**Task set**.
a) List every program the profiles text below says was funded with congressional district funds.
b) Carry on the profiles text below from its final sentence.

**Exercise text**.
<<<<
At 34, he first served in the 15th Congress (2010 to 2013) as assistant majority leader. Now on his third term, he is chairman of the powerful Committee on Appropriations of the 17th Congress.

He is the author of Republic Act 10771 or The Green Jobs Act, which grants special tax deductions and duty-free importation of capital equipment for companies that will help create employment that contributes to preserving or restoring the quality of the environment, or a “green economy” for the Philippines.

He has appropriated his congressional district funds for his Oplan Kaalam Scholarship Program, Oplan Kalusugan and Oplan Kabuhayan.

Jaime J. Bautista

At the helm of the Philippine flag carrier, and Asia’s first commercial airline, Bautista, 58, has an impressive career record.

Bautista took up Accountancy at Colegio de San Juan de Letran. Right after becoming a certified public accountant, Bautista, then only 20 years old, joined the SyCip Gores Velayo or SGV and Co.
>>>>
**Dataset entries**.
<<<<
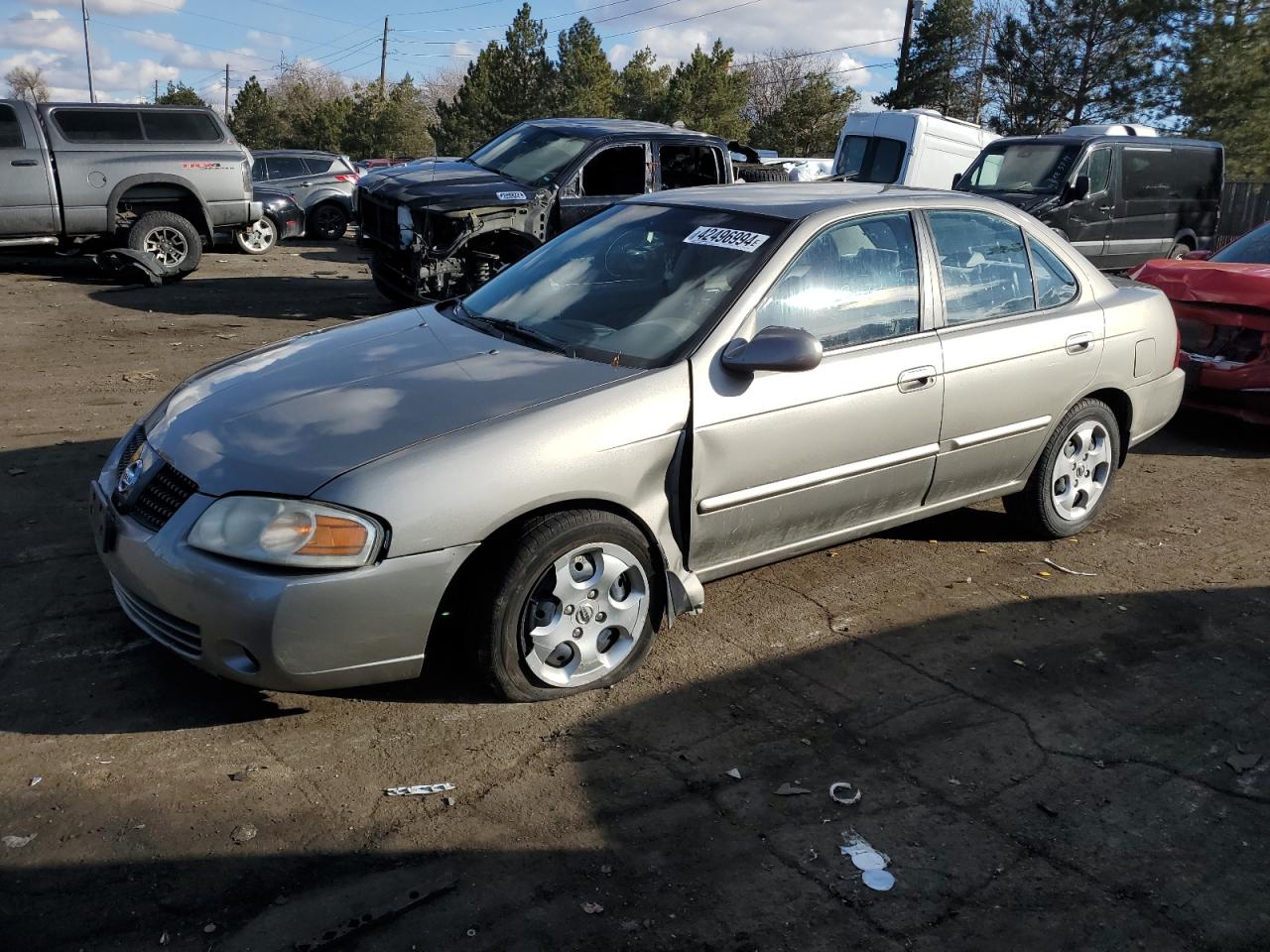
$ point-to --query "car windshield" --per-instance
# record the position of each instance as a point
(1252, 248)
(530, 154)
(1021, 167)
(635, 286)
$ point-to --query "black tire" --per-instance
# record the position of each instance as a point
(390, 293)
(150, 229)
(522, 561)
(257, 239)
(761, 173)
(1034, 507)
(326, 222)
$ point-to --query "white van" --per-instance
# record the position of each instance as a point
(907, 148)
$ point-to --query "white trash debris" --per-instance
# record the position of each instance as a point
(420, 789)
(839, 792)
(878, 880)
(1052, 563)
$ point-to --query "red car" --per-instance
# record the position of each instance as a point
(1222, 303)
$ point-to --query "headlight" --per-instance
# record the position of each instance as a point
(286, 532)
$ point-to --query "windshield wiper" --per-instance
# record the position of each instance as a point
(511, 329)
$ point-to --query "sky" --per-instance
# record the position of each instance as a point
(136, 42)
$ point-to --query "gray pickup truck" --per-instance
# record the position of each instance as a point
(155, 179)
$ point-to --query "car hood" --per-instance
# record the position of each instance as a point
(1213, 282)
(447, 182)
(289, 417)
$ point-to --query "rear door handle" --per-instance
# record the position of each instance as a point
(916, 379)
(1080, 343)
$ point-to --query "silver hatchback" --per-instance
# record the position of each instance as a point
(688, 386)
(321, 182)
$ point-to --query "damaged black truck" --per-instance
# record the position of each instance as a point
(443, 227)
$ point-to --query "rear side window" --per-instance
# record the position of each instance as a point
(1056, 285)
(984, 267)
(10, 132)
(853, 284)
(99, 125)
(685, 167)
(318, 167)
(286, 167)
(171, 126)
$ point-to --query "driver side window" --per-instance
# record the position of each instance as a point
(853, 284)
(620, 171)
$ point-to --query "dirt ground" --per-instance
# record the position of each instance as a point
(1058, 762)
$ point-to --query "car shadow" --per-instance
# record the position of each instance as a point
(1002, 754)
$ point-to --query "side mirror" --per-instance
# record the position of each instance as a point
(1079, 189)
(774, 349)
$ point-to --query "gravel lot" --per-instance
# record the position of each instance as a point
(1046, 760)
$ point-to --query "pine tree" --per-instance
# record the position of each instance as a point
(705, 94)
(810, 119)
(254, 119)
(587, 82)
(642, 87)
(180, 94)
(1078, 61)
(943, 61)
(1223, 87)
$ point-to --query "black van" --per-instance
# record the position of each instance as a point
(1120, 199)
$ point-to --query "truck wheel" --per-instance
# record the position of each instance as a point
(327, 222)
(169, 239)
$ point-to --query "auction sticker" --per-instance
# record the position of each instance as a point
(737, 240)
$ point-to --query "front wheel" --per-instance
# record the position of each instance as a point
(257, 238)
(572, 608)
(1074, 476)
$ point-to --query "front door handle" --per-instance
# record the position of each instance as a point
(1080, 343)
(916, 379)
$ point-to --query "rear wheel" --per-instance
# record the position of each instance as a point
(1074, 476)
(257, 238)
(327, 222)
(171, 239)
(572, 608)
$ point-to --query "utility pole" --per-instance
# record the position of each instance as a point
(384, 56)
(983, 66)
(903, 48)
(87, 56)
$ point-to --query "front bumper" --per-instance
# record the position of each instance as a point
(267, 627)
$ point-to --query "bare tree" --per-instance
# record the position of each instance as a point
(775, 75)
(27, 82)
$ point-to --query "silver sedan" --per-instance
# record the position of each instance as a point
(688, 386)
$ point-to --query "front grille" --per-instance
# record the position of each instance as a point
(135, 440)
(166, 493)
(168, 630)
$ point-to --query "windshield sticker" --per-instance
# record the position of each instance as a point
(747, 241)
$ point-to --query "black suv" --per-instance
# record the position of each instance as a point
(444, 227)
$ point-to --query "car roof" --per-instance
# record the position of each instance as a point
(615, 127)
(1080, 139)
(802, 199)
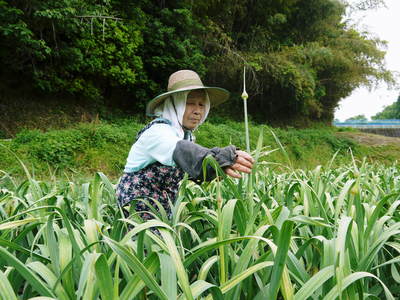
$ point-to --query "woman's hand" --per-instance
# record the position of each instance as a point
(244, 163)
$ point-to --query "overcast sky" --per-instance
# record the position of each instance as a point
(384, 23)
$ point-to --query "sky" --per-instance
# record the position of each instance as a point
(385, 24)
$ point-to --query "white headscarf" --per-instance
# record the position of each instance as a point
(167, 111)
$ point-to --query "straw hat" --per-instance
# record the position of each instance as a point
(187, 80)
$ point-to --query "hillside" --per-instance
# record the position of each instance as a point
(85, 148)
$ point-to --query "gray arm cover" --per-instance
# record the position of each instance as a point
(189, 157)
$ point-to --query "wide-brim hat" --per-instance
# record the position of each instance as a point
(187, 80)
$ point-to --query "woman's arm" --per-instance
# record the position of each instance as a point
(190, 156)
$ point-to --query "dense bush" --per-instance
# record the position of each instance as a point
(105, 146)
(303, 56)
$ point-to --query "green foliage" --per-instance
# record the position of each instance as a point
(302, 56)
(358, 118)
(324, 233)
(104, 146)
(304, 59)
(389, 112)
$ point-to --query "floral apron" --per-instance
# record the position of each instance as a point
(154, 182)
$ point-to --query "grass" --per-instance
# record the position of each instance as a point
(86, 148)
(323, 233)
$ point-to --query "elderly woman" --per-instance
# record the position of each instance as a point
(164, 149)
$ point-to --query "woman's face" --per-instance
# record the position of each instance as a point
(195, 109)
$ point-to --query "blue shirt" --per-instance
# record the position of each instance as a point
(155, 144)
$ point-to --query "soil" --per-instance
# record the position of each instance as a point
(370, 139)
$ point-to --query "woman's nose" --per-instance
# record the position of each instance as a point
(197, 109)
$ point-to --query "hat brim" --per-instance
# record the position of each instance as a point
(215, 94)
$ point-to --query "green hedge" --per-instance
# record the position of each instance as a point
(103, 146)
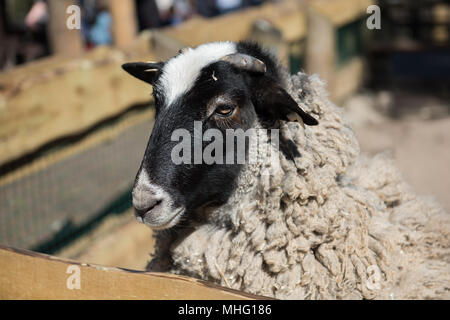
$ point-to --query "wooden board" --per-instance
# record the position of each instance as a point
(287, 16)
(340, 12)
(54, 97)
(29, 275)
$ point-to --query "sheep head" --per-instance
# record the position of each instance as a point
(200, 96)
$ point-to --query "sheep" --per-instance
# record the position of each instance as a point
(326, 223)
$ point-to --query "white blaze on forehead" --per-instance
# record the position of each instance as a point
(179, 73)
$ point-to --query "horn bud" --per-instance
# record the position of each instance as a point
(245, 62)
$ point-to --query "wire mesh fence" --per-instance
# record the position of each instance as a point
(47, 201)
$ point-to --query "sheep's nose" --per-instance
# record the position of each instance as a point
(144, 200)
(151, 204)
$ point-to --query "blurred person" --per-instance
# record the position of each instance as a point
(226, 6)
(148, 14)
(36, 18)
(100, 32)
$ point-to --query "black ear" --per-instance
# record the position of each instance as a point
(273, 102)
(145, 71)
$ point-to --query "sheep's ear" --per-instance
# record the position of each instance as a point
(272, 101)
(145, 71)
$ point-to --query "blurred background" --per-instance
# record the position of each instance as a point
(73, 125)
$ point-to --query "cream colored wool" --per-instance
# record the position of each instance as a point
(332, 225)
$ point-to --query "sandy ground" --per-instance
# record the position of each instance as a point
(416, 131)
(418, 138)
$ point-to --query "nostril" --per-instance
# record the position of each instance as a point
(141, 211)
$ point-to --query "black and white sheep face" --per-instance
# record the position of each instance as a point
(218, 86)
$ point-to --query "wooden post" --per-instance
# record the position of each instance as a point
(320, 47)
(62, 39)
(124, 25)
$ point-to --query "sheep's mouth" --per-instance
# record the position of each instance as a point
(162, 220)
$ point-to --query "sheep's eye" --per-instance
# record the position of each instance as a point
(225, 110)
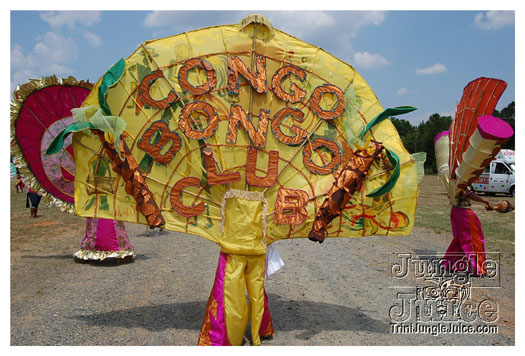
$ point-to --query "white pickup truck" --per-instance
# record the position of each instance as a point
(499, 175)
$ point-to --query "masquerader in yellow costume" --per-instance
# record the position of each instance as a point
(244, 135)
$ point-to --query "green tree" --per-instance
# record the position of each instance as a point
(508, 115)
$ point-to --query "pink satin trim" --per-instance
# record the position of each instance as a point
(466, 227)
(106, 239)
(218, 334)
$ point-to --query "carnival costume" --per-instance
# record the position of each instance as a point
(462, 154)
(247, 136)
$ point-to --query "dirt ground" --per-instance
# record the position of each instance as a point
(341, 292)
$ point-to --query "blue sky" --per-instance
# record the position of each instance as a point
(418, 58)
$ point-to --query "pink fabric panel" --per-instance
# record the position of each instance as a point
(106, 239)
(492, 128)
(464, 229)
(42, 112)
(266, 314)
(218, 334)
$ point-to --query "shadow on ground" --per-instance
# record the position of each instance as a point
(288, 315)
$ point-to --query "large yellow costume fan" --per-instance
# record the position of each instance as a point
(236, 133)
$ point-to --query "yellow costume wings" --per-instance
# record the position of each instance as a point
(238, 132)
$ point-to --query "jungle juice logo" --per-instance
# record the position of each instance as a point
(442, 301)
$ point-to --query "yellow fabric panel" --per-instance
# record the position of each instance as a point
(244, 273)
(392, 214)
(243, 235)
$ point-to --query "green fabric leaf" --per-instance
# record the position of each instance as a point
(111, 77)
(392, 180)
(111, 124)
(400, 110)
(58, 142)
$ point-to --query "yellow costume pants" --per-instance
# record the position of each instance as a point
(227, 310)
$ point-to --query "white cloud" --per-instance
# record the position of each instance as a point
(301, 24)
(93, 39)
(369, 60)
(55, 48)
(51, 55)
(19, 59)
(402, 91)
(435, 69)
(494, 20)
(58, 19)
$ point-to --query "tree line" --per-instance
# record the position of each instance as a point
(420, 138)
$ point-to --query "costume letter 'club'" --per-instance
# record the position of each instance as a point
(462, 154)
(244, 135)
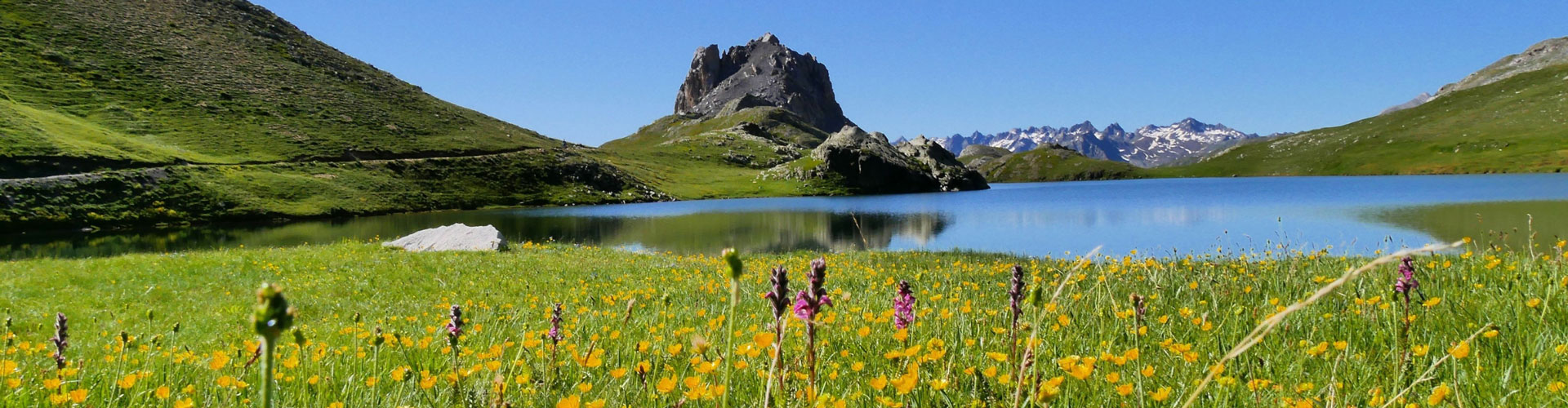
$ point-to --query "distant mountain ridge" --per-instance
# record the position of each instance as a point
(1504, 118)
(1539, 55)
(1147, 146)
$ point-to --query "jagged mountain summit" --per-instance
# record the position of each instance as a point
(1147, 146)
(763, 120)
(761, 74)
(1545, 54)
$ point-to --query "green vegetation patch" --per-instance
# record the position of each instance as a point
(651, 330)
(1512, 126)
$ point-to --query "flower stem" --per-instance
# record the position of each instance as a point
(267, 372)
(729, 336)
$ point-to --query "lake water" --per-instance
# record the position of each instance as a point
(1353, 215)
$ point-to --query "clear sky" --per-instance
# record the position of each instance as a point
(595, 71)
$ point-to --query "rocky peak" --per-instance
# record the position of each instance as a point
(1084, 127)
(768, 73)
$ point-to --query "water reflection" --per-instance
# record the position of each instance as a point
(1353, 215)
(1510, 224)
(692, 233)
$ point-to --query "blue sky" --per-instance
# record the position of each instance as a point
(595, 71)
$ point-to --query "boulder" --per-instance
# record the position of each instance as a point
(941, 163)
(453, 237)
(869, 165)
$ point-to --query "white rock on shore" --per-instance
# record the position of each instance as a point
(453, 237)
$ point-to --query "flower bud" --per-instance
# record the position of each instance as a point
(733, 258)
(274, 314)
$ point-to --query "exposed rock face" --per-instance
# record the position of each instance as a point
(951, 173)
(453, 237)
(1537, 57)
(1147, 146)
(867, 163)
(978, 156)
(1413, 102)
(765, 71)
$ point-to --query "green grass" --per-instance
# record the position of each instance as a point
(308, 190)
(1054, 165)
(88, 85)
(1512, 126)
(664, 308)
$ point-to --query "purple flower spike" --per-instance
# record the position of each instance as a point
(1015, 294)
(811, 300)
(455, 326)
(61, 341)
(780, 295)
(903, 306)
(1407, 278)
(555, 326)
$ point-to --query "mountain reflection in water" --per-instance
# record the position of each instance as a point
(1351, 215)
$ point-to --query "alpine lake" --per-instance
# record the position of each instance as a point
(1341, 215)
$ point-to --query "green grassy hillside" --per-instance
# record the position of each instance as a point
(95, 85)
(1054, 165)
(303, 190)
(1513, 126)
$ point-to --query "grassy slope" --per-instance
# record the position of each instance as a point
(303, 190)
(88, 85)
(1512, 126)
(1054, 165)
(132, 91)
(687, 157)
(1196, 309)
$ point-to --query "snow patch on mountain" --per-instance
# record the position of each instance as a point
(1147, 146)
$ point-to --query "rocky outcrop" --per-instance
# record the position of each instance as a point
(1537, 57)
(978, 156)
(867, 163)
(761, 73)
(1413, 102)
(941, 163)
(453, 237)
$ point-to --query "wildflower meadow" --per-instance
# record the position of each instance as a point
(560, 326)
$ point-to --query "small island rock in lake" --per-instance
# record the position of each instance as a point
(453, 237)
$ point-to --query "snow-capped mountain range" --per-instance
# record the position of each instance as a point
(1147, 146)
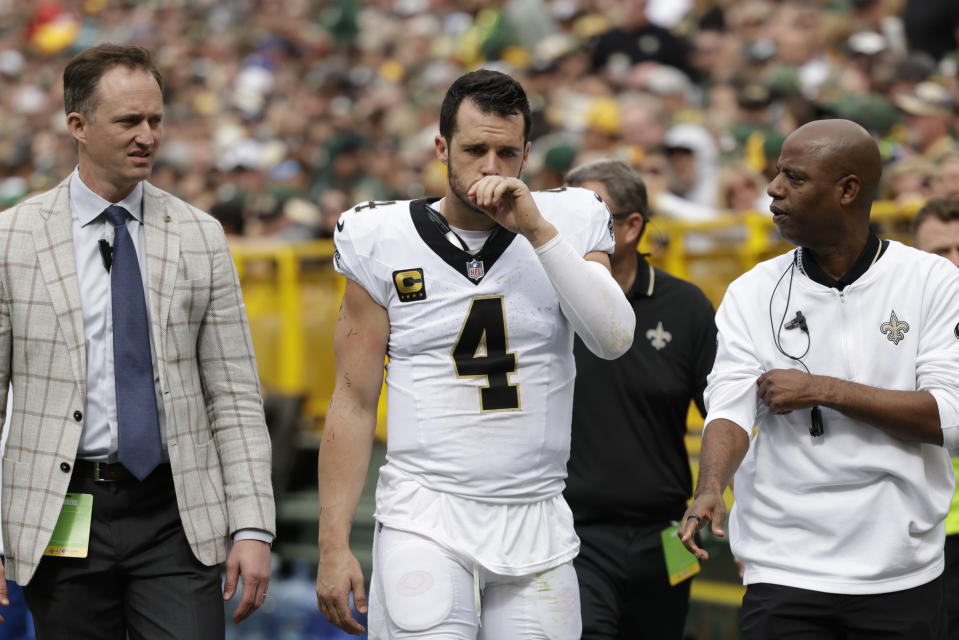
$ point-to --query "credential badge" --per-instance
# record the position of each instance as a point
(894, 329)
(658, 337)
(475, 269)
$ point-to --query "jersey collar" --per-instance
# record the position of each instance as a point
(645, 280)
(432, 228)
(869, 255)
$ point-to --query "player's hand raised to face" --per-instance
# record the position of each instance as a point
(509, 202)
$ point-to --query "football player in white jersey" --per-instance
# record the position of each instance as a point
(473, 538)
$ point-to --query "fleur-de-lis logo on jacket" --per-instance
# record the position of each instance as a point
(894, 329)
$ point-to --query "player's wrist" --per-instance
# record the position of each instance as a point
(540, 234)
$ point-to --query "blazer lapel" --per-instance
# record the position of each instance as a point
(163, 255)
(53, 241)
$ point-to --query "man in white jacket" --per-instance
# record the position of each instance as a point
(843, 354)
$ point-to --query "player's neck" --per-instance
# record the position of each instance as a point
(460, 216)
(624, 269)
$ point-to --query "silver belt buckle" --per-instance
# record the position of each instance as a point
(96, 474)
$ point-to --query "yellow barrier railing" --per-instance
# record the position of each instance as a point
(293, 294)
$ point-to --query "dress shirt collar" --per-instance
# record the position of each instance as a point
(87, 206)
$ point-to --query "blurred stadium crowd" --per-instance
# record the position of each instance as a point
(282, 113)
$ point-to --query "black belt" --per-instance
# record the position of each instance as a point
(104, 471)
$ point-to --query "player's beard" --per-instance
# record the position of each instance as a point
(460, 190)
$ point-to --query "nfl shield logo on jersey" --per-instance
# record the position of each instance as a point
(475, 270)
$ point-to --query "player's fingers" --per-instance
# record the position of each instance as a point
(359, 596)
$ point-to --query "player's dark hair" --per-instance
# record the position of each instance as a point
(624, 185)
(491, 92)
(945, 209)
(83, 73)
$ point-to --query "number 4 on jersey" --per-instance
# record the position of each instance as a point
(482, 351)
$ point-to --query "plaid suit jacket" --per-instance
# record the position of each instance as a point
(217, 439)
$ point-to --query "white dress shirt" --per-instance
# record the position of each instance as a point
(99, 438)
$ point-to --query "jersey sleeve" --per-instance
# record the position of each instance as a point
(580, 216)
(731, 388)
(352, 255)
(600, 231)
(936, 363)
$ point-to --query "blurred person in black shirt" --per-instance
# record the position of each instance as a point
(629, 475)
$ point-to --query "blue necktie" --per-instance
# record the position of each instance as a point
(138, 422)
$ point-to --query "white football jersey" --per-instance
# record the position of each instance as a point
(480, 373)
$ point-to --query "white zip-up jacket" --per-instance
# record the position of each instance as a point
(855, 511)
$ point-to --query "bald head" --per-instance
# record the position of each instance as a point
(845, 149)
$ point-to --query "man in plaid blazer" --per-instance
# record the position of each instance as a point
>>>>
**Responses to the exercise**.
a)
Oplan Kaalam Scholarship Program
Oplan Kalusugan
Oplan Kabuhayan

b)
He joined Philippine Airlines, then owned by tycoon Lucio Tan, in April 1993 as vice president. Bautista was promoted to senior vice president and chief finance officer in 1994, then elected by the board as president and COO in 2004. He served until 2012 and was re-appointed president and COO in 2014 by Lucio Tan after he regained majority ownership of the flag carrier.

Under Bautista’s watch, PAL has been embarking on modernization of its products and services and expanding its network by opening new international and domestic routes, ultimately to make PAL a five-star airline.

PAL was in the news lately when the government demanded that PAL settle its liabilities, which amounted to a whopping P6.9 billion.

To its credit, PAL promptly settled its debts earlier than the December 2017 deadline and, in a statement, assured that the airline would continue providing quality service to the Filipino people.

Guia Gomez

 Gomez has carved her own niche as a public servant.

She finished her elementary education as valedictorian at the University of Negros Occidental Recoletos, and she completed high school at the Philippine Women’s College in Davao City.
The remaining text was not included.